Ocorre que o domínio nesta relação era exercido não pela empresa que estava “cedendo” a planta produtiva ou pelo cliente, mas sim pela EBCT. Os Correios têm uma enorme capilaridade em todo território nacional, o que faz com que esta organização consiga entregar produtos em qualquer município brasileiro (coisa que outras transportadoras simplesmente não fazem, pois não é lucrativo). Outro ponto é que o custo praticado pela EBCT era extremamente competitivo de modo que abrir mão do contrato com esta empresa não seria nada saudável. Com isso, requerimentos de relatórios feitos pela empresa multinacional contratante não eram plenamente atendidos e, em contrapartida, todos os requerimentos da EBCT eram tidos como “ordens” dado seu poder dentro desta rede de cadeias. Este exemplo ilustra uma disparidade de poder nesta complexa relação de interdependência entre empresas e cadeias de suprimento.

4. Equilíbrio entre opostos e interdependência nos debates sobre responsabilidade social empresarial

 O debate sobre Responsabilidade Social Empresarial (RSE) ganha força a partir do final

dos anos 1960, sobretudo nos Estados Unidos, quando a sociedade passa a questionar de modo enfático os comportamentos do ponto de vista ético e o papel das grandes corporações frente a antigos e novos desafios sociais, econômicos e ambientais (KREITLON, 2004). No Brasil, tal debate ganha espaço a partir dos anos 1990, quando as empresas começam a ser mais pressionadas a adotar práticas e posicionamentos relativos ao seu papel frente aos persistentes desafios sociais do País, como precárias e desiguais condições de trabalho, pobreza, desigualdade social, corrupção, violência e, na esteira dos debates mundiais sobre preservação ambiental e mudanças climáticas, suas iniciativas no sentido de reduzir o impacto ambiental das atividades produtivas.
________________
## TAREFA PROPOSTA 1
Mostre, por favor, todas as linhas das entradas em que aparece a palavra "white".
O trecho e as entradas não têm nenhuma relação entre si.

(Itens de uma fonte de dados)
________________
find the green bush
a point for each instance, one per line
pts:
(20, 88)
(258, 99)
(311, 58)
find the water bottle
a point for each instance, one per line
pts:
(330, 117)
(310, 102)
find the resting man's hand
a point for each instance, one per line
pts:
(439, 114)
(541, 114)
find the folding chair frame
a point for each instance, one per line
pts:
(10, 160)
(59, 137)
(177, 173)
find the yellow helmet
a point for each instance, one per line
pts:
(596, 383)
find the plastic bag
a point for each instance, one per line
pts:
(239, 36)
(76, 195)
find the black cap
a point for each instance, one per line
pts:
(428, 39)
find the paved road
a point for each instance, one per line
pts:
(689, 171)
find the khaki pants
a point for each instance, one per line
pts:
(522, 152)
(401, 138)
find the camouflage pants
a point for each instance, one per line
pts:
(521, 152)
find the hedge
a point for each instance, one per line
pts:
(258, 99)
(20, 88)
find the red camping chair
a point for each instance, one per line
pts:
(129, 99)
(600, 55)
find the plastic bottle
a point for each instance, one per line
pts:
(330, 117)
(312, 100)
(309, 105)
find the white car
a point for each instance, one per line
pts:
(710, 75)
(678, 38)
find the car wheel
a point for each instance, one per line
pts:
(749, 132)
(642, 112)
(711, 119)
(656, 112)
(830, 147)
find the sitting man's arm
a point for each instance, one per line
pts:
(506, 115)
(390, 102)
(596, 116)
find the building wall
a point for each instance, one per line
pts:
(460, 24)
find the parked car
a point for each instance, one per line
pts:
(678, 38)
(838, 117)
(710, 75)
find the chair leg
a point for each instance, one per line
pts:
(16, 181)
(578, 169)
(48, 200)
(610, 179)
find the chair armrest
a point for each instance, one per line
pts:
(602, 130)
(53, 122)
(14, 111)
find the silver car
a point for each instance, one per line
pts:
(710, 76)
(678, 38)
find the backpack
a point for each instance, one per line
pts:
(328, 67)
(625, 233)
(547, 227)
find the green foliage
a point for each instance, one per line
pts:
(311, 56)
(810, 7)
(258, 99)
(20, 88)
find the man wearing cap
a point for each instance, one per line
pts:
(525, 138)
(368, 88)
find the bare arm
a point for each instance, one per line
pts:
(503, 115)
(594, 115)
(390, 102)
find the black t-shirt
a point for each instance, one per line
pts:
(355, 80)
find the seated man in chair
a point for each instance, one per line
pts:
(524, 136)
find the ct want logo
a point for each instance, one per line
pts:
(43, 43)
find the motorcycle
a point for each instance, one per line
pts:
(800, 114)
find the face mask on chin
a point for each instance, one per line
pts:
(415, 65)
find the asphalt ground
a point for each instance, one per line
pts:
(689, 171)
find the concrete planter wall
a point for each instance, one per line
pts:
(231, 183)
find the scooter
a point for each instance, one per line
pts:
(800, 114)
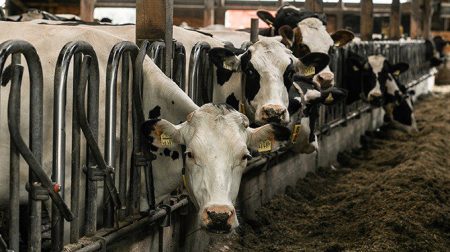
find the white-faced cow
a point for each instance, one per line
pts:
(216, 137)
(304, 32)
(375, 80)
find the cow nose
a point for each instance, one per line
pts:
(273, 113)
(325, 79)
(219, 219)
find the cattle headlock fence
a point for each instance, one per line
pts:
(121, 182)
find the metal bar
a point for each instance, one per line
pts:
(196, 77)
(254, 30)
(143, 223)
(76, 167)
(120, 51)
(141, 156)
(14, 183)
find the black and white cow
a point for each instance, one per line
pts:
(375, 80)
(216, 137)
(309, 99)
(304, 32)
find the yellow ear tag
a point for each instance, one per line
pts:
(166, 140)
(329, 98)
(265, 146)
(309, 70)
(295, 133)
(242, 108)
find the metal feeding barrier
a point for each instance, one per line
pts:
(121, 201)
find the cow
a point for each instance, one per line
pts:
(213, 176)
(266, 65)
(309, 99)
(375, 80)
(303, 32)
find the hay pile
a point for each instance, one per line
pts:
(391, 195)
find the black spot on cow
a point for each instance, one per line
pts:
(155, 112)
(153, 148)
(252, 77)
(402, 113)
(288, 75)
(223, 75)
(232, 101)
(175, 155)
(281, 133)
(166, 152)
(294, 106)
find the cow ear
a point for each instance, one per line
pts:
(313, 63)
(399, 68)
(287, 35)
(224, 58)
(342, 37)
(162, 133)
(267, 138)
(266, 17)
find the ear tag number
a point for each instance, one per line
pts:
(309, 70)
(242, 108)
(329, 99)
(295, 133)
(166, 140)
(265, 146)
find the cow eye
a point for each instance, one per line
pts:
(247, 157)
(189, 154)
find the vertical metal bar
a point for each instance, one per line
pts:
(110, 144)
(168, 38)
(254, 30)
(36, 132)
(14, 183)
(124, 105)
(76, 172)
(91, 191)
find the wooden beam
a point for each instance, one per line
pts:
(394, 20)
(87, 10)
(428, 14)
(314, 5)
(416, 19)
(366, 24)
(208, 13)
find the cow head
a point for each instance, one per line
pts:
(304, 32)
(217, 140)
(268, 68)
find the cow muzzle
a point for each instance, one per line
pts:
(219, 218)
(325, 79)
(274, 113)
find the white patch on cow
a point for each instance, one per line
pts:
(270, 59)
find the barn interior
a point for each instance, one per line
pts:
(86, 84)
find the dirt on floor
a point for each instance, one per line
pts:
(391, 195)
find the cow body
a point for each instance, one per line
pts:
(375, 80)
(304, 32)
(163, 99)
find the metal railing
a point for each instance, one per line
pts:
(121, 204)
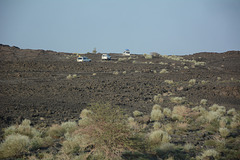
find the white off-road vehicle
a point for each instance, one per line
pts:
(106, 57)
(83, 59)
(126, 52)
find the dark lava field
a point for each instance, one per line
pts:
(49, 87)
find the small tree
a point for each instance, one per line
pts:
(108, 133)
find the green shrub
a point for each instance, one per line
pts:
(156, 107)
(188, 146)
(224, 132)
(72, 145)
(115, 72)
(156, 115)
(169, 81)
(181, 112)
(39, 142)
(122, 59)
(167, 112)
(69, 126)
(24, 129)
(14, 145)
(108, 133)
(223, 122)
(158, 137)
(192, 81)
(210, 153)
(156, 125)
(158, 99)
(203, 102)
(232, 112)
(147, 56)
(85, 122)
(56, 131)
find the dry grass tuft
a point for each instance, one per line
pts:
(137, 113)
(85, 113)
(178, 100)
(56, 131)
(156, 115)
(14, 145)
(163, 71)
(158, 137)
(158, 99)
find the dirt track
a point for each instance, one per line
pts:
(34, 83)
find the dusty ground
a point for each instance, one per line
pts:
(34, 83)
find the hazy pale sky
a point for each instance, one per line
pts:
(143, 26)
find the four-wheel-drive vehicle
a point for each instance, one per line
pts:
(106, 57)
(83, 59)
(126, 52)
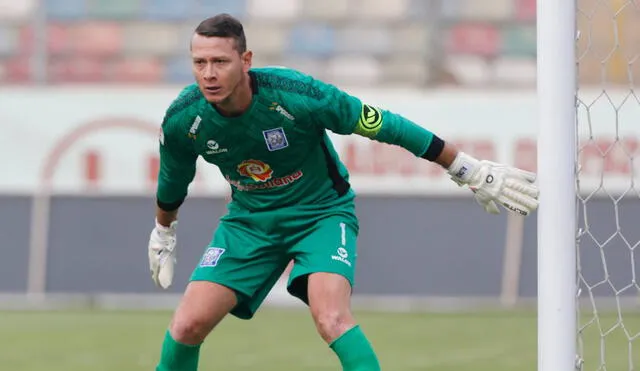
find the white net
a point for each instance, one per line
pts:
(608, 189)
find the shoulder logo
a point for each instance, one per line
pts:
(213, 148)
(275, 139)
(193, 130)
(278, 108)
(370, 121)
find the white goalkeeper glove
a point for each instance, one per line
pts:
(162, 253)
(493, 183)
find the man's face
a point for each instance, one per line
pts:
(217, 66)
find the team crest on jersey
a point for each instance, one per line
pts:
(256, 170)
(275, 138)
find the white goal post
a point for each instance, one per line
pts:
(556, 87)
(588, 221)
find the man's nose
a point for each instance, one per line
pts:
(210, 72)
________________
## TAREFA PROPOSTA 2
De acordo com o trecho, a partir de quando o debate sobre Responsabilidade Social Empresarial ganha espaço no Brasil?

## RESULTADO DA TAREFA 1
find the white car
find the white-faced cow
find the black and white cow
find the white patch on cow
find the white off-road vehicle
find the white net
find the white goalkeeper glove
find the white goal post

## RESULTADO DA TAREFA 2
A partir dos anos 1990.